PROBLEM TO WORK ON
Lay out the items below as a two-column CSV with the header instruction,points and one row per item. Put the item's text in the first field and its answer in the second, quoting each field and replacing line breaks with spaces.
>> Start GIVEN INFORMATION
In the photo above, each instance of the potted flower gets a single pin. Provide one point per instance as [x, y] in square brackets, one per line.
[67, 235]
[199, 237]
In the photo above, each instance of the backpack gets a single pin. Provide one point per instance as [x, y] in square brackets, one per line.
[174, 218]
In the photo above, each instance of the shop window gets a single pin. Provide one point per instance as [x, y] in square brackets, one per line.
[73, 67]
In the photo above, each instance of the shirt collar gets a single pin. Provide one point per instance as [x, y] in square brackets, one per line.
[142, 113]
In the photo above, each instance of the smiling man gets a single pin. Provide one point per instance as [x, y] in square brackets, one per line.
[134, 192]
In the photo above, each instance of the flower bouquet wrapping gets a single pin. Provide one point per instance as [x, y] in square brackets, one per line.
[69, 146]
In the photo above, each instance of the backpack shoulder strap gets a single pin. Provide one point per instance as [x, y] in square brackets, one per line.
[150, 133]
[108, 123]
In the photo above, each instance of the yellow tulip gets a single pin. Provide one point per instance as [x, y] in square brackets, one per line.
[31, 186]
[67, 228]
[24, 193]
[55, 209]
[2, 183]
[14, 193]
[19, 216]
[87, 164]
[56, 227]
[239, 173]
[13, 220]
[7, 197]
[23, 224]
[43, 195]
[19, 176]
>> End GIVEN INFORMATION
FINISHED ANSWER
instruction,points
"In the photo above, each instance of the potted flower gets a single pin. Provide one point per instance as [x, y] in square brackets, one per line.","[67, 235] [199, 237]"
"In the photo above, each instance of the backpack gets a single pin. Provide one point per instance as [x, y] in square brackets, one per line.","[174, 218]"
"In the photo above, each instance of the shop window gets a single pin. Provide one point per instance as [x, y] in square brackets, one per line.","[73, 67]"
"In the photo above, each instance of the shirt collar gets a single pin. Provide one point per instance as [x, y] in square brackets, one per line.","[142, 113]"
"In the photo above, each instance of the smiling man gets a single pin. Provide one point per instance as [x, y] in square brackets, one per line.","[134, 192]"
"In the photo above, each instance of the flower bouquet wrapping gets a single pin. Provide one point per instance as [x, y] in square brackets, one per line.","[69, 146]"
"In the photo above, each instance of the backpack shoulder strap gets a single pin. Provide one point per instance as [x, y] in square brackets, one per line.","[150, 133] [108, 123]"
"In the photo above, each instance of the yellow tulip gets a single pin. Provide one point per instance as [x, y] in square brackets, one per line.","[31, 186] [67, 228] [24, 193] [55, 209] [2, 183] [14, 193] [19, 216] [87, 164] [56, 227] [239, 173] [13, 220] [7, 197] [23, 224] [43, 195] [19, 176]"